Pick out every line below that contains the word "bounding", matching case exactly, and copy each one.

● ● ● ● ●

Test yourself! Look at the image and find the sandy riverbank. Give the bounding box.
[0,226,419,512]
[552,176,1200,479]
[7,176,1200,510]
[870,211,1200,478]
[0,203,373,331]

● ● ● ● ●

* [Output of the task]
Test yourself! Look at the image and find the sandy riverbank. Give the bounding box.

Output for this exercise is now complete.